* [Exercise material]
▽
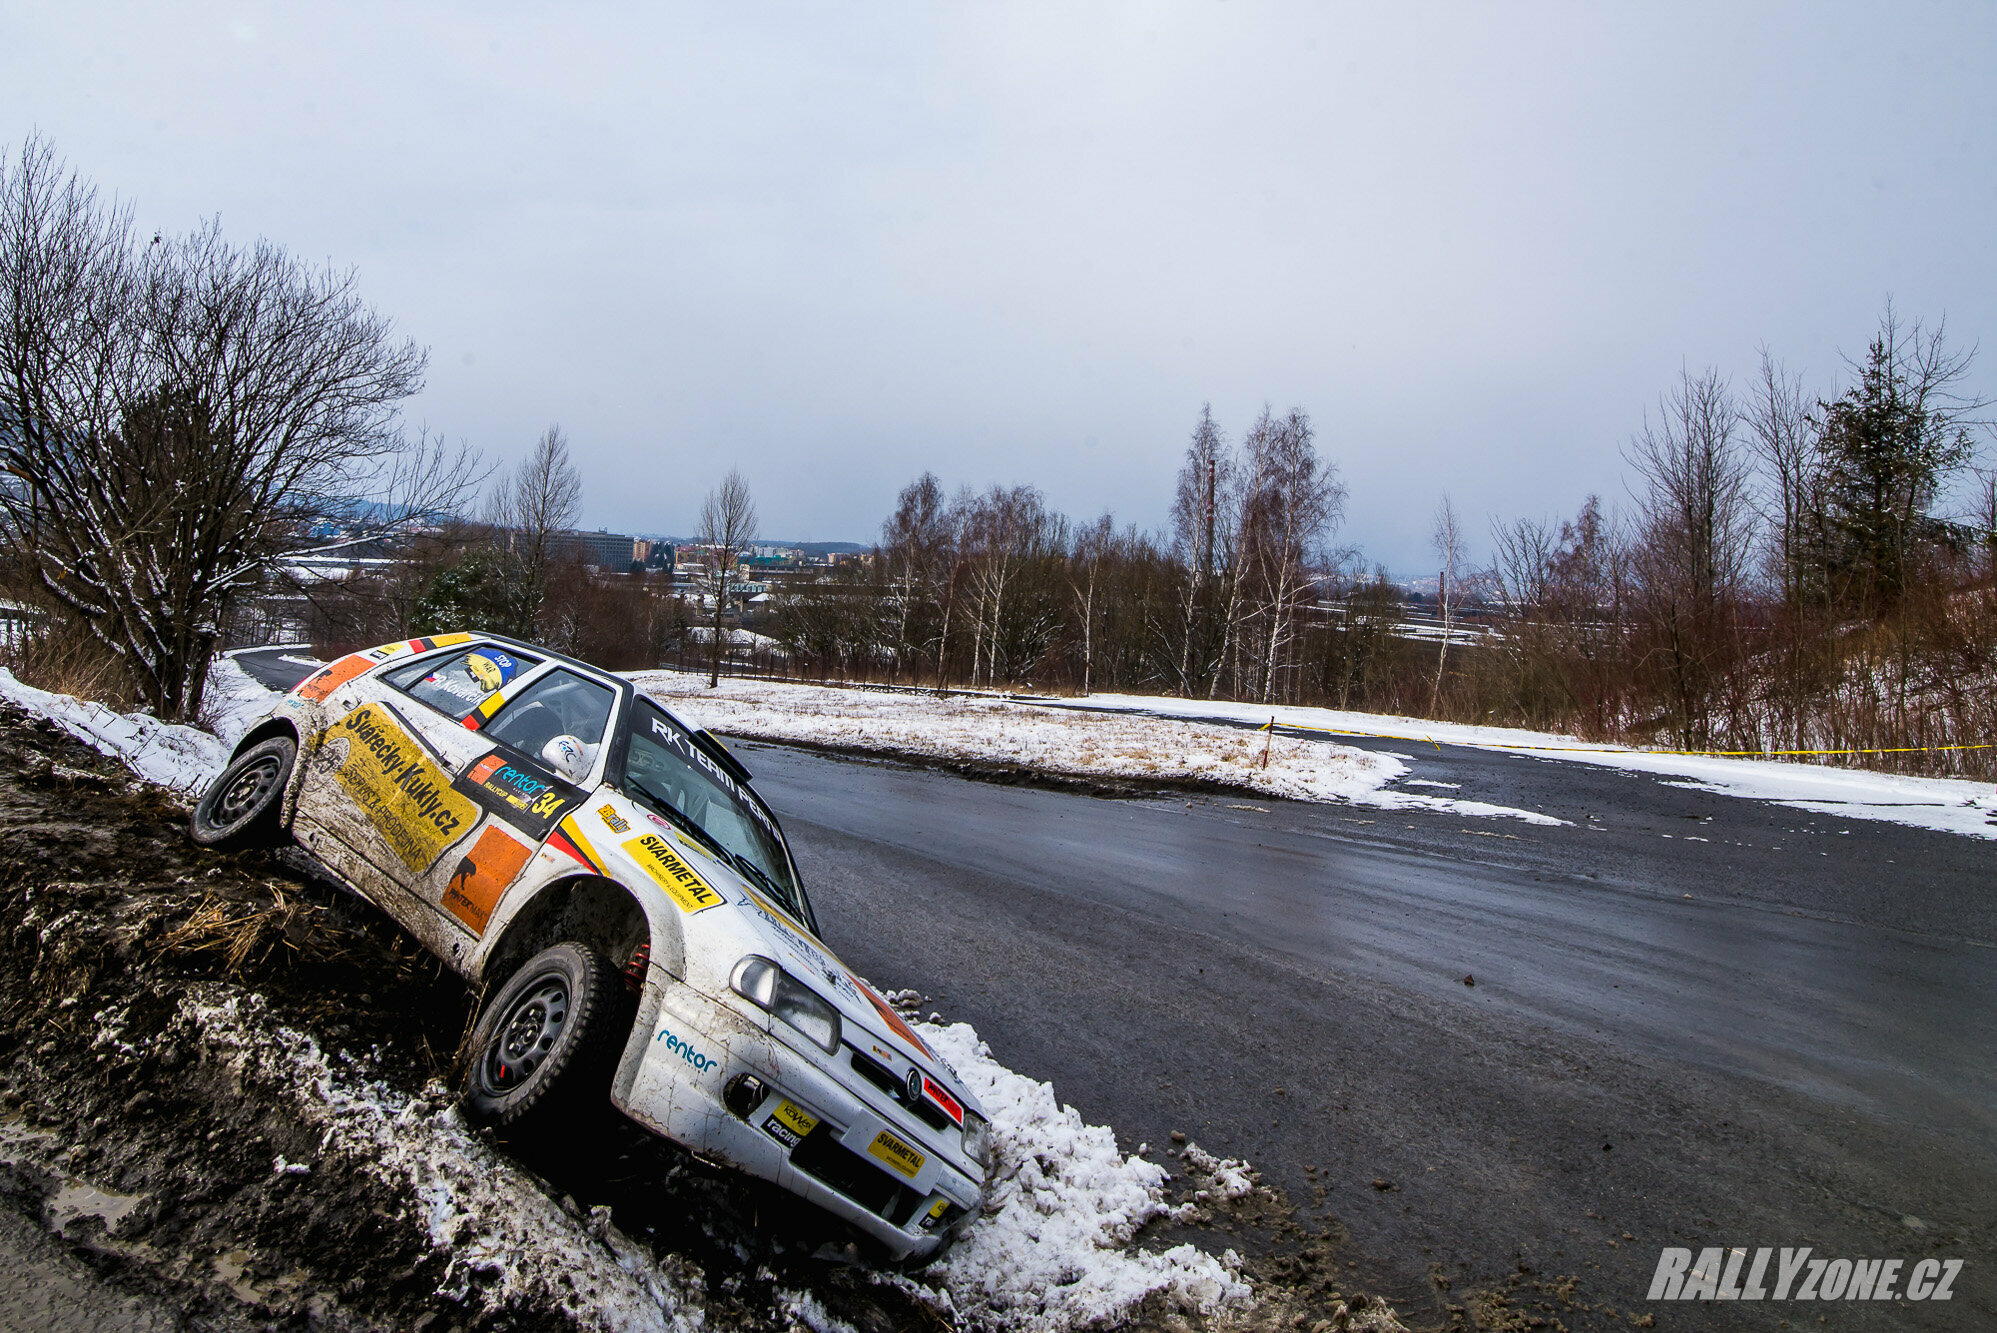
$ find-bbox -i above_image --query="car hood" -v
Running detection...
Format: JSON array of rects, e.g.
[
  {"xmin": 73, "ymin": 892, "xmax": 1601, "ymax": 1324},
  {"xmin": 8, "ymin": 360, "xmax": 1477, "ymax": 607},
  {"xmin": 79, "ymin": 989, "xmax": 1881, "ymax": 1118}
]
[{"xmin": 605, "ymin": 806, "xmax": 984, "ymax": 1122}]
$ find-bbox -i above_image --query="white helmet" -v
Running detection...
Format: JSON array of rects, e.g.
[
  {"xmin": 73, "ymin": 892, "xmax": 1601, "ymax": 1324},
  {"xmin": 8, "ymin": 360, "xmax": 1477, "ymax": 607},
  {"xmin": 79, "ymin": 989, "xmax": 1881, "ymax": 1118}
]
[{"xmin": 541, "ymin": 734, "xmax": 596, "ymax": 782}]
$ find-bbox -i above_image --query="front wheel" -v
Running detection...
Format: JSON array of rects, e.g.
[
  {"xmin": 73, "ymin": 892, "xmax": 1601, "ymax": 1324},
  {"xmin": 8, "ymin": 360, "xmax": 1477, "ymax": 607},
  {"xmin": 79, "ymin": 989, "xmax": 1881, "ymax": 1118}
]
[
  {"xmin": 462, "ymin": 943, "xmax": 629, "ymax": 1132},
  {"xmin": 190, "ymin": 735, "xmax": 296, "ymax": 849}
]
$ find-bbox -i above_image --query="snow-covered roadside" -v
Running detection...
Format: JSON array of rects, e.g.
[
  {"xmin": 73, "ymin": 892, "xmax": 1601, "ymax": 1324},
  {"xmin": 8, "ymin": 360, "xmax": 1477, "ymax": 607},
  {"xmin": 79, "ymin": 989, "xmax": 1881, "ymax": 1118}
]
[
  {"xmin": 632, "ymin": 673, "xmax": 1564, "ymax": 826},
  {"xmin": 919, "ymin": 1020, "xmax": 1248, "ymax": 1331},
  {"xmin": 0, "ymin": 654, "xmax": 271, "ymax": 797},
  {"xmin": 182, "ymin": 988, "xmax": 710, "ymax": 1332},
  {"xmin": 1072, "ymin": 692, "xmax": 1997, "ymax": 841},
  {"xmin": 171, "ymin": 987, "xmax": 1249, "ymax": 1333}
]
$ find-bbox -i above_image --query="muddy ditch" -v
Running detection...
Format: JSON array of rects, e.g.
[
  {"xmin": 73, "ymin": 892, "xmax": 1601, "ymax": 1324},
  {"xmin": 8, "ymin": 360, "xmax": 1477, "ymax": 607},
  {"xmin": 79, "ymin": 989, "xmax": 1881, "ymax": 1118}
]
[{"xmin": 0, "ymin": 702, "xmax": 1403, "ymax": 1332}]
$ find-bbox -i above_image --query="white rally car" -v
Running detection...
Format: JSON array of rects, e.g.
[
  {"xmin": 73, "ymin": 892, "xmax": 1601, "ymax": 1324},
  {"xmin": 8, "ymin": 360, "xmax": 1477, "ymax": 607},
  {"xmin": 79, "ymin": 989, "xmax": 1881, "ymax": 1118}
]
△
* [What the exercise asks]
The result should be a precise copy of all the entries, free of pictures.

* [Answer to this exercise]
$ find-bbox -i above_image --query="car hood" -v
Running detection...
Format: JSON array of rects, e.g.
[
  {"xmin": 73, "ymin": 892, "xmax": 1601, "ymax": 1324},
  {"xmin": 8, "ymin": 360, "xmax": 1477, "ymax": 607},
  {"xmin": 79, "ymin": 989, "xmax": 1881, "ymax": 1118}
]
[{"xmin": 605, "ymin": 806, "xmax": 984, "ymax": 1122}]
$ find-bbox -i above_image --query="white helmet" -v
Running detection...
Format: JSON array of rects, e.g.
[
  {"xmin": 73, "ymin": 892, "xmax": 1601, "ymax": 1324},
  {"xmin": 8, "ymin": 360, "xmax": 1477, "ymax": 607},
  {"xmin": 79, "ymin": 989, "xmax": 1881, "ymax": 1118}
]
[{"xmin": 541, "ymin": 734, "xmax": 596, "ymax": 782}]
$ find-bbox -i above_image --query="front wheel" -v
Running detection...
Format: JSON array of rects, e.g.
[
  {"xmin": 73, "ymin": 892, "xmax": 1601, "ymax": 1324},
  {"xmin": 8, "ymin": 360, "xmax": 1477, "ymax": 607},
  {"xmin": 79, "ymin": 989, "xmax": 1881, "ymax": 1118}
]
[
  {"xmin": 462, "ymin": 943, "xmax": 629, "ymax": 1132},
  {"xmin": 190, "ymin": 735, "xmax": 296, "ymax": 849}
]
$ find-bbox -i above_image --query="snow-covered roadside" -v
Running detection...
Format: JSON array of rects, e.g.
[
  {"xmin": 73, "ymin": 892, "xmax": 1601, "ymax": 1324},
  {"xmin": 8, "ymin": 360, "xmax": 1477, "ymax": 607},
  {"xmin": 79, "ymin": 989, "xmax": 1881, "ymax": 1118}
]
[
  {"xmin": 632, "ymin": 673, "xmax": 1564, "ymax": 826},
  {"xmin": 919, "ymin": 1020, "xmax": 1248, "ymax": 1331},
  {"xmin": 0, "ymin": 654, "xmax": 271, "ymax": 797},
  {"xmin": 182, "ymin": 988, "xmax": 710, "ymax": 1332},
  {"xmin": 1072, "ymin": 692, "xmax": 1997, "ymax": 841},
  {"xmin": 171, "ymin": 987, "xmax": 1249, "ymax": 1333}
]
$ find-bbox -i above_image --query="muddy ditch" -v
Running detection...
Format: JSON array of rects, e.g.
[
  {"xmin": 73, "ymin": 892, "xmax": 1601, "ymax": 1324},
  {"xmin": 8, "ymin": 360, "xmax": 1477, "ymax": 607},
  {"xmin": 79, "ymin": 989, "xmax": 1881, "ymax": 1118}
]
[{"xmin": 0, "ymin": 702, "xmax": 1403, "ymax": 1332}]
$ find-bbox -i above_image --query="white rally car" -v
Running detection...
Format: JSON array of rects, e.g.
[
  {"xmin": 73, "ymin": 892, "xmax": 1601, "ymax": 1324},
  {"xmin": 8, "ymin": 360, "xmax": 1477, "ymax": 607},
  {"xmin": 79, "ymin": 989, "xmax": 1881, "ymax": 1118}
]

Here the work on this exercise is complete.